**Exercise passage:**
+===+

You appear to be running in JupyterLab (or JavaScript failed to load for some other reason). You need to install the 3dmol extension:
jupyter labextension install jupyterlab_3dmol

And let’s also check out the ligand and protein together:

[21]:

# we will use Py3DMol to visualize the protein and ligand together
import py3Dmol as p3d

def show_ligand_and_protein(ligand):
    view = p3d.view(width=800, height=600)

    # add the protein
    view.addModels(open("./files/DRD2.pdb").read(), "pdb")
    view.setStyle({"model": 0}, {"cartoon": {}})
    view.addSurface(None, {"opacity" : 1, "color": "lightgray"})

    # add the ligand
    # (we have to get the PDB-text for Py3DMol)
    pdb = bam.utils.pdb.encode_pdb(ligand)
    view.addModels(pdb, "pdb")
    view.setStyle({"model": 1}, {"stick": {"color" : "cyan"}})
    view.zoomTo()
    view.show()

show_ligand_and_protein(ligand)

+===+

**Dataset entries:**
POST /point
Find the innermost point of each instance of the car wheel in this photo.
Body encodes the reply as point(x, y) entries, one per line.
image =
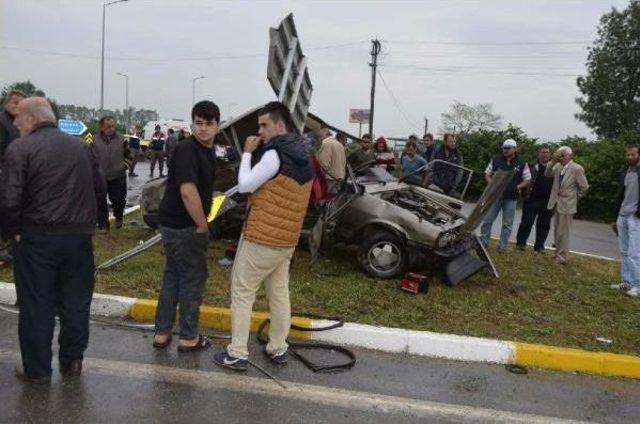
point(383, 255)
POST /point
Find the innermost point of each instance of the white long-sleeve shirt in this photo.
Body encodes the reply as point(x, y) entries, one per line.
point(251, 179)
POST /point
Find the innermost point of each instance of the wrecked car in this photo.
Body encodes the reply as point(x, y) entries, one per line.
point(397, 226)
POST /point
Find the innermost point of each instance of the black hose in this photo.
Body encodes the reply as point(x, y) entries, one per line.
point(262, 339)
point(295, 345)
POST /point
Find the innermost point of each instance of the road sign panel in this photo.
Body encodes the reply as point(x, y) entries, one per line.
point(71, 126)
point(287, 70)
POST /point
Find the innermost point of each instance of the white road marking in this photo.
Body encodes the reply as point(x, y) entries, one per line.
point(342, 398)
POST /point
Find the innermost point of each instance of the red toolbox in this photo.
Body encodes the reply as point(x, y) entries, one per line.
point(414, 283)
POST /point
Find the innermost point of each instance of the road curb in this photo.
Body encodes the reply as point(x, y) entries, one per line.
point(448, 346)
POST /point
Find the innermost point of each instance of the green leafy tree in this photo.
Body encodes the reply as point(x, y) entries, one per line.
point(477, 148)
point(610, 98)
point(463, 118)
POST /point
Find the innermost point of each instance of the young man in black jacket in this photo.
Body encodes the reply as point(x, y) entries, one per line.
point(185, 234)
point(52, 180)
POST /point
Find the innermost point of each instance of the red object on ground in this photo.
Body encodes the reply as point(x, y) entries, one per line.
point(414, 283)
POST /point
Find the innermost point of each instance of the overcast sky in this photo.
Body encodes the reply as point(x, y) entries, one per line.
point(521, 56)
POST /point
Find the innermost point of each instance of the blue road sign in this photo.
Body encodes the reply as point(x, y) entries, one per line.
point(71, 126)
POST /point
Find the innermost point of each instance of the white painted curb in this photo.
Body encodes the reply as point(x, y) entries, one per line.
point(111, 306)
point(398, 340)
point(7, 294)
point(422, 343)
point(102, 305)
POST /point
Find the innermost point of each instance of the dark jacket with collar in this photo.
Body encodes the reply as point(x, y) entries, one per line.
point(111, 153)
point(51, 183)
point(540, 186)
point(501, 163)
point(621, 190)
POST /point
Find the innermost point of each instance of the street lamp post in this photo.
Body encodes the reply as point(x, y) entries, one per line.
point(229, 109)
point(193, 93)
point(104, 10)
point(126, 97)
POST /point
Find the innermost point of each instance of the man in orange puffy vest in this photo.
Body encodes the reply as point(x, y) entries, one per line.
point(279, 185)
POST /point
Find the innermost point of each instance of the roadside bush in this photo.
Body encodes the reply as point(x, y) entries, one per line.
point(602, 161)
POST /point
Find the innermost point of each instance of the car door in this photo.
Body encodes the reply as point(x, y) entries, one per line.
point(332, 211)
point(491, 194)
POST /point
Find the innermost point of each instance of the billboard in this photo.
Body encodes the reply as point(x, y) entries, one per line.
point(287, 70)
point(359, 116)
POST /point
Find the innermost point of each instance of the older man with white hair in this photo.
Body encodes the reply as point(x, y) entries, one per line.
point(49, 202)
point(333, 159)
point(569, 185)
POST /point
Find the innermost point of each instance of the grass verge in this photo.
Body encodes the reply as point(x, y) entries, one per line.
point(534, 300)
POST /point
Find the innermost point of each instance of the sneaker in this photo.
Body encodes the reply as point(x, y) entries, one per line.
point(634, 291)
point(225, 360)
point(279, 358)
point(624, 286)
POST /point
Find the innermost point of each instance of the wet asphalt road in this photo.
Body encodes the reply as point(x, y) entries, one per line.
point(126, 380)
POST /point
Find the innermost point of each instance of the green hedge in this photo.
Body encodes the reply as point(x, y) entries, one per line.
point(602, 161)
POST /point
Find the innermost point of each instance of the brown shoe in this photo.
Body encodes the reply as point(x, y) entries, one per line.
point(72, 369)
point(32, 380)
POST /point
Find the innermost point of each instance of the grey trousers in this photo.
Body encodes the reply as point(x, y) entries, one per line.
point(562, 233)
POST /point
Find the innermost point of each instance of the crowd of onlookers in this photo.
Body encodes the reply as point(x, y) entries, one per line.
point(54, 189)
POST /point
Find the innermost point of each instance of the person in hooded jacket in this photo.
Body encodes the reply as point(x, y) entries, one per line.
point(280, 186)
point(384, 155)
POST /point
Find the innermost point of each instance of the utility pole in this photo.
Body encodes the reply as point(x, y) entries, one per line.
point(375, 51)
point(126, 97)
point(193, 89)
point(104, 12)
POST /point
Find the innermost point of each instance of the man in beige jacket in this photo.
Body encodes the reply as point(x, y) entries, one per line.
point(333, 160)
point(569, 185)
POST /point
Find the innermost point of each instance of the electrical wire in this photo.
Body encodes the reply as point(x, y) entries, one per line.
point(396, 102)
point(152, 59)
point(499, 43)
point(472, 69)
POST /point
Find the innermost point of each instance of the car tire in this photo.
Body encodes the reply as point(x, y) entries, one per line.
point(393, 261)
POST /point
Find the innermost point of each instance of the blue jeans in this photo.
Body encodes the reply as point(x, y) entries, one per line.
point(508, 208)
point(629, 244)
point(183, 282)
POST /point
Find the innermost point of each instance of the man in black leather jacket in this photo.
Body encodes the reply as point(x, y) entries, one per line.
point(49, 202)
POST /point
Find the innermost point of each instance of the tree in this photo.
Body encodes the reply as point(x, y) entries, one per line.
point(610, 100)
point(28, 88)
point(463, 118)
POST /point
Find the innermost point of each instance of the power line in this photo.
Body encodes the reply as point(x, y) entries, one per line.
point(500, 43)
point(396, 101)
point(479, 71)
point(152, 59)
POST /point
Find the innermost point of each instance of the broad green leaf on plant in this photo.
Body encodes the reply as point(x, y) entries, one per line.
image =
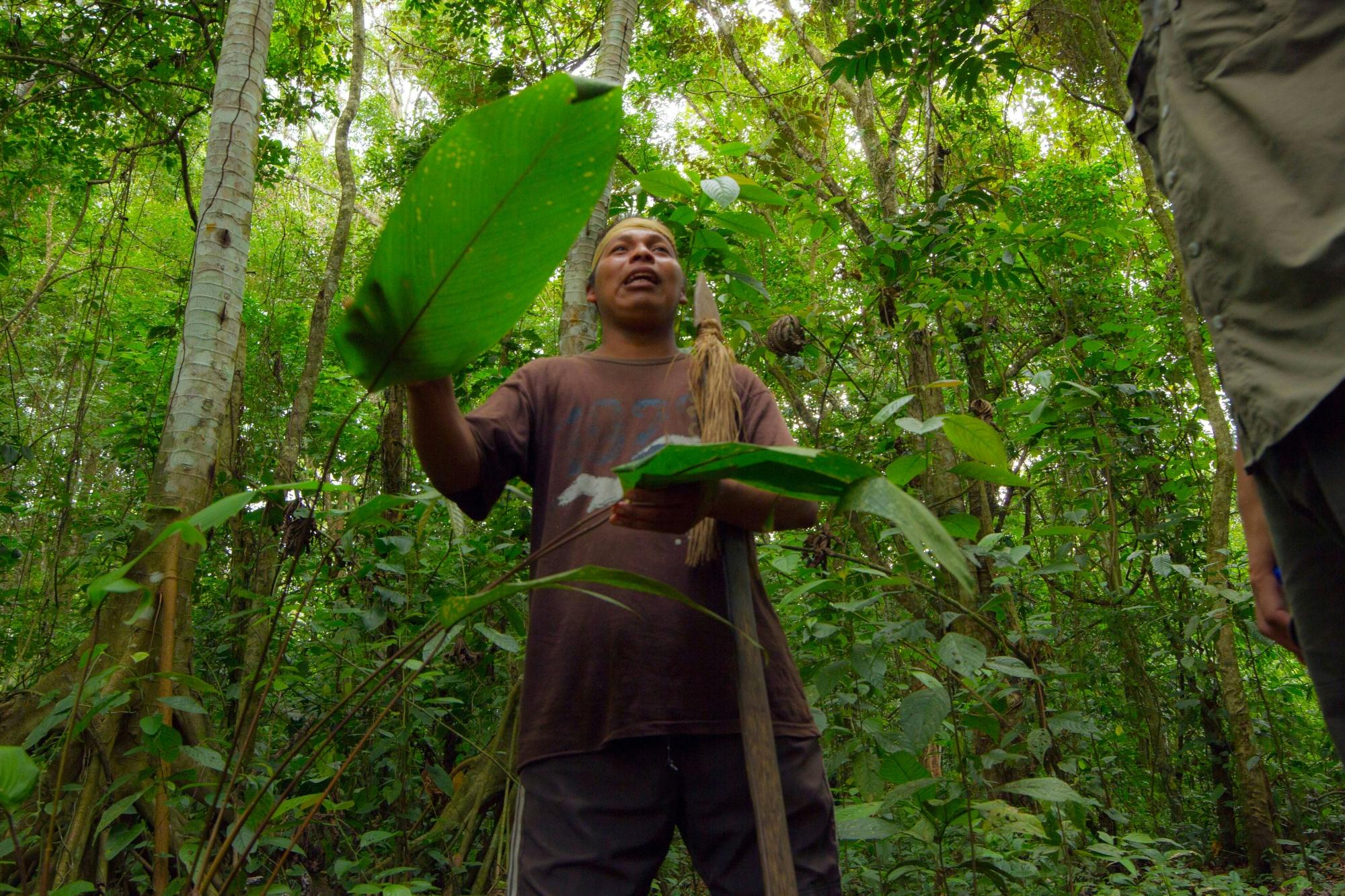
point(761, 196)
point(750, 282)
point(995, 475)
point(372, 837)
point(485, 220)
point(724, 189)
point(909, 774)
point(964, 655)
point(747, 224)
point(857, 810)
point(1054, 569)
point(918, 525)
point(922, 715)
point(906, 469)
point(665, 184)
point(18, 776)
point(1011, 666)
point(1063, 530)
point(118, 809)
point(458, 608)
point(891, 408)
point(205, 756)
point(866, 829)
point(1004, 818)
point(961, 525)
point(501, 639)
point(977, 439)
point(798, 473)
point(1050, 790)
point(918, 427)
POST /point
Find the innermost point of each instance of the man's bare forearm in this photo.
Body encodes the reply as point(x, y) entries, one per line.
point(1261, 551)
point(443, 439)
point(758, 510)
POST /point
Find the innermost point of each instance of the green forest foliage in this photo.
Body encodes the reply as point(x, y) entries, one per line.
point(968, 290)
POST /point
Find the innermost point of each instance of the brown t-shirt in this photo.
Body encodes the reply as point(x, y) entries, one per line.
point(595, 671)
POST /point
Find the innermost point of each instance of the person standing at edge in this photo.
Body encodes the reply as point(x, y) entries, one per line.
point(1242, 107)
point(629, 721)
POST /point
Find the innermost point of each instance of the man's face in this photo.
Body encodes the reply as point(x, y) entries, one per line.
point(638, 283)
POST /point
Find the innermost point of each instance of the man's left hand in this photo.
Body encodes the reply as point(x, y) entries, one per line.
point(675, 509)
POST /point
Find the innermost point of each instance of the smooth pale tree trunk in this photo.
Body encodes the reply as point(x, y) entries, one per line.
point(579, 318)
point(184, 475)
point(263, 576)
point(1256, 803)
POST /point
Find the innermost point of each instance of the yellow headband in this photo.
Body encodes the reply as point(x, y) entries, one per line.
point(630, 224)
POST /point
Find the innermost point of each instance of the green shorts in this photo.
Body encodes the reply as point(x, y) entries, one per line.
point(601, 823)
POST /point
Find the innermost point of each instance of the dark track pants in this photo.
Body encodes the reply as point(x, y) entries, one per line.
point(1301, 482)
point(601, 823)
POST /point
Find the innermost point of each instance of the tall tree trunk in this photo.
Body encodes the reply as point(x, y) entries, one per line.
point(579, 318)
point(1253, 784)
point(197, 416)
point(263, 576)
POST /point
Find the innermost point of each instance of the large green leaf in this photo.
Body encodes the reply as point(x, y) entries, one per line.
point(922, 716)
point(1051, 790)
point(802, 473)
point(913, 520)
point(458, 608)
point(977, 439)
point(485, 220)
point(18, 776)
point(964, 655)
point(798, 473)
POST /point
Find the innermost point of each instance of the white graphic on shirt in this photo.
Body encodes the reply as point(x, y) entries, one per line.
point(605, 491)
point(602, 491)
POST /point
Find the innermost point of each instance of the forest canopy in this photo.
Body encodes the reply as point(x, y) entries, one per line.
point(247, 647)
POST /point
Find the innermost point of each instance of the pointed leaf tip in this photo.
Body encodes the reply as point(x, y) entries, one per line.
point(591, 88)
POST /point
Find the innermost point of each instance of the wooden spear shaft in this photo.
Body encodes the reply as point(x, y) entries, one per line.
point(763, 764)
point(755, 720)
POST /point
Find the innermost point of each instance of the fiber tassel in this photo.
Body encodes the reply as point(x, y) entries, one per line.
point(716, 401)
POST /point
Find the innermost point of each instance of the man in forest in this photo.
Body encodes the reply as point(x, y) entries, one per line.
point(1242, 107)
point(629, 721)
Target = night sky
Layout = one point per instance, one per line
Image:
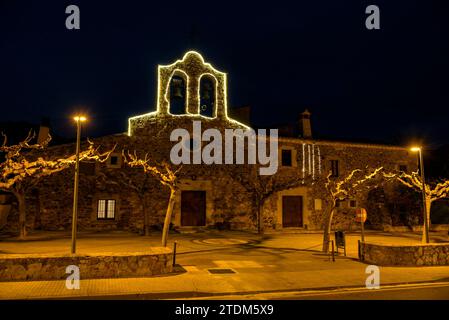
(389, 85)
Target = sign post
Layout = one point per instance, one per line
(360, 216)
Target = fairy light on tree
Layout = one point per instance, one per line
(24, 167)
(440, 190)
(165, 175)
(337, 190)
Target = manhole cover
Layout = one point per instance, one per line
(221, 271)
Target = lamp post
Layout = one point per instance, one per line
(424, 197)
(78, 120)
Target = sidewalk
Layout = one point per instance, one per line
(272, 263)
(196, 283)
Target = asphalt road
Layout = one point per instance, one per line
(409, 292)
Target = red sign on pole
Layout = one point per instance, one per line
(360, 215)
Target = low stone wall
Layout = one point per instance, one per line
(19, 267)
(411, 255)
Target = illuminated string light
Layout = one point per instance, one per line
(309, 159)
(319, 160)
(221, 91)
(303, 161)
(313, 162)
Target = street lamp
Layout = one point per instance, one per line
(78, 120)
(424, 197)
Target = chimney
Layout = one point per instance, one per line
(305, 128)
(44, 130)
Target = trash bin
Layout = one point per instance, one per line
(340, 240)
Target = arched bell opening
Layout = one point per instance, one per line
(207, 96)
(178, 95)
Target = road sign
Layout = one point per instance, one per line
(360, 215)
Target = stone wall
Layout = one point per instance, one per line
(20, 267)
(413, 255)
(50, 206)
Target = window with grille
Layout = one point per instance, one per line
(106, 209)
(334, 166)
(286, 158)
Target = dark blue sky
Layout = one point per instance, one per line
(387, 85)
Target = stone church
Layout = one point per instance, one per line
(115, 197)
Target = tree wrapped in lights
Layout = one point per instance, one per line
(19, 173)
(262, 187)
(338, 190)
(166, 176)
(439, 190)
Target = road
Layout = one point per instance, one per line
(426, 291)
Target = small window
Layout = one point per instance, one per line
(353, 203)
(114, 161)
(87, 168)
(106, 209)
(335, 168)
(339, 203)
(286, 159)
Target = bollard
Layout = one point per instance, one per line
(333, 251)
(174, 252)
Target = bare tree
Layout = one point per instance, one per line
(261, 187)
(343, 189)
(19, 173)
(439, 190)
(166, 176)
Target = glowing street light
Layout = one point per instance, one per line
(78, 119)
(424, 197)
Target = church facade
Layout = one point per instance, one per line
(114, 196)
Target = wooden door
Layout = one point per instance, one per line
(193, 208)
(292, 211)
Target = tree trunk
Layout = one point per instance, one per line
(22, 214)
(327, 229)
(428, 205)
(171, 203)
(260, 225)
(146, 218)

+===+

**Tasks to perform:**
(a) Retype the portion of the Py3DMol excerpt that begins at the words "# we will use" and stops after the words "view = p3d.view(width=800, height=600)".
(b) Continue the Py3DMol excerpt from the point at which it stops.

**Solved tasks:**
(a)
# we will use Py3DMol to visualize the protein and ligand together
import py3Dmol as p3d

def show_ligand_and_protein(ligand):
    view = p3d.view(width=800, height=600)

(b)
You appear to be running in JupyterLab (or JavaScript failed to load for some other reason). You need to install the 3dmol extension:
jupyter labextension install jupyterlab_3dmol

Okey, cool, there is a molecule in the pocket where Risperidone is supposed to bind! Now that we have a system that appears to be working we can think of turning it into a simple “screening” tool of sorts, by for instance, simply repeatedly running the procedure above from random starting ligands. Below is some example code that would do the trick. The code is super inefficient though since we are running each optimization sequentially, any real application of this kind should definitely use a parallel approach here!

[22]:

# how many times we will run the procedure
n_runs = 2

# define a function that will run the optimization
# (this is super down-scaled of course, so we don't have to wait so long...)
def _run(i):
    starting = sampler.random(n_fragments)
    metadata["best_score"] = np.inf
    metadata["ligand"] = None

    out = optimize.minimize(score, starting.flatten(), method="Nelder-Mead", options={"maxiter" : 1})

    print(f"Run {i+1} done with score {out.fun}")
    results.append(dict(metadata))
    return results[-1]

results = [_run(i) for i in range(n_runs)]

Run 1 done with score -8.9
Run 2 done with score -8.3

We can inspect the ligands that were produces:

[25]:

import matplotlib.pyplot as plt

ligands = [get_ligand(i["ligand"]) for i in results]
fig, axs = plt.subplots(2, len(ligands) // 2, figsize=(8, 5))

# draw all ligands
for idx, l in enumerate(ligands):
    if l is not None:
        ax = axs.flat[idx]
        ax.imshow(l.chem2dview().draw())
        ax.axis("off")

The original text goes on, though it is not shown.